### Task to complete
Please pick out and copy every line of the records below that contains the word "each".

### The data

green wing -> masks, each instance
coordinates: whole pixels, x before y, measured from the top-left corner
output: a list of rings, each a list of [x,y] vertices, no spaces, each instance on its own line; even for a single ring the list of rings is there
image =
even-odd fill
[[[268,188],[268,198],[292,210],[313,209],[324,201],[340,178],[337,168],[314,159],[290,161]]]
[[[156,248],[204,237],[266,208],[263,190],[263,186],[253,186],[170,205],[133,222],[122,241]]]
--
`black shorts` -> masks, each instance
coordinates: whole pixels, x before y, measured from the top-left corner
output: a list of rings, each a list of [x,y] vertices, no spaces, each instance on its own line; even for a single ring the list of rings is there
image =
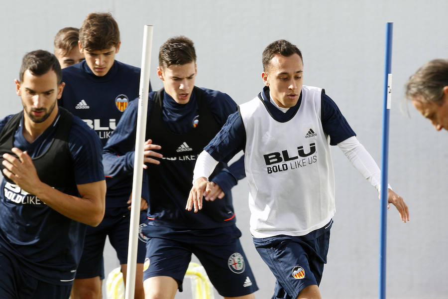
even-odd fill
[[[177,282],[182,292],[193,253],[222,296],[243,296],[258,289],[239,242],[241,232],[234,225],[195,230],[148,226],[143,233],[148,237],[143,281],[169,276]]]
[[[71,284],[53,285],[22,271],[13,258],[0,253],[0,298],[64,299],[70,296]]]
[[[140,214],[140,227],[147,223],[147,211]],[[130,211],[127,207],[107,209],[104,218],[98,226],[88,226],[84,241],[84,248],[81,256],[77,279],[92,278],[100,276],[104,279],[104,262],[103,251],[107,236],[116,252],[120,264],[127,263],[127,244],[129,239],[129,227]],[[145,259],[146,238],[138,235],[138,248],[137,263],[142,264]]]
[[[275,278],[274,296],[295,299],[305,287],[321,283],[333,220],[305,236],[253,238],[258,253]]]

### Written answer
green wing -> masks, each instance
output: a list of rings, each a list of [x,y] vertices, no spaces, each instance on its own line; even for a single ring the list of rings is there
`black shorts` -> masks, each instance
output: a list of rings, each a list of [x,y] vertices, no spaces, each instance on its own line; even for a single ring the list of rings is there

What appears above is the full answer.